-- Information follows --
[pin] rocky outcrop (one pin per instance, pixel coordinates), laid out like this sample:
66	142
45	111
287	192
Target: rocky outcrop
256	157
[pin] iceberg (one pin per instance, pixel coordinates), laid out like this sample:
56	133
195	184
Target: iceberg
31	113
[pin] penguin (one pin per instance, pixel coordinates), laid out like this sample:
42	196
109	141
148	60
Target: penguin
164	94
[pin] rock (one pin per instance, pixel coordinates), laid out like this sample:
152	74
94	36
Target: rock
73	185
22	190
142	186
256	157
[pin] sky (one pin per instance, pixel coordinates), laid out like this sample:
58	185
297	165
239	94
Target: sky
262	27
-- Information concluded --
-- Information follows --
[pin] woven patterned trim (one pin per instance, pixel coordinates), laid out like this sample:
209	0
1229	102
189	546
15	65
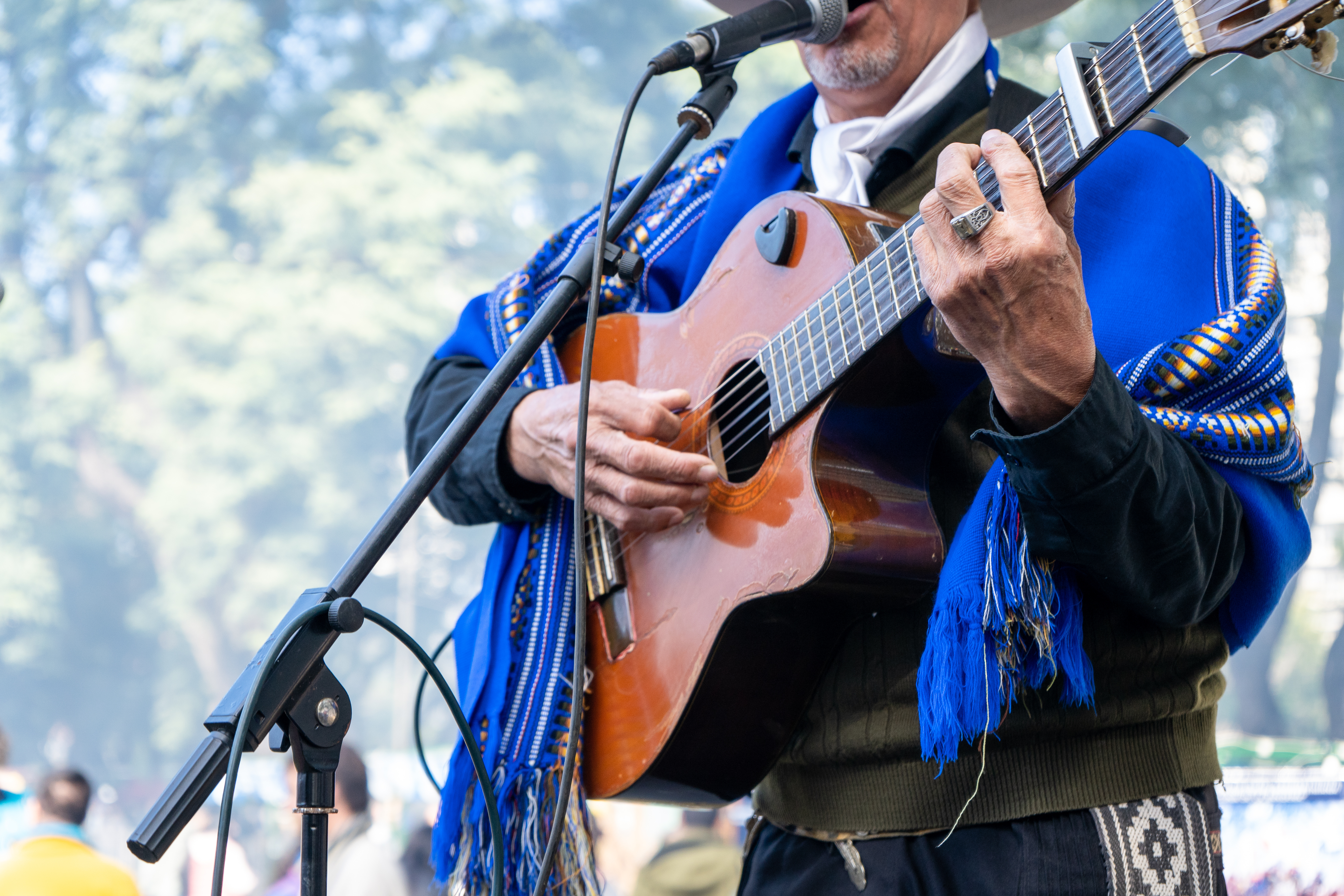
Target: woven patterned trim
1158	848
-- Information concluded --
▸ Required action: Please copy each line of the material that contains the word "like".

▸ Task response:
[pin] rocky outcrop (one pin per instance, pixel coordinates), laid out like this sample:
[pin] iceberg (one pin per instance, pixel coordinates), laid out like this sample:
[pin] penguin (one pin per instance, pixel coordinates), laid out like this sample:
[pin] rock (one pin per instance, pixel coordinates), laid out like this sample:
[pin] sky (one pin per instance, pixel coordinates), laid out like this sample:
[pin] woven patterned trim (one pin per instance, pixel coordinates), laid out like this sample:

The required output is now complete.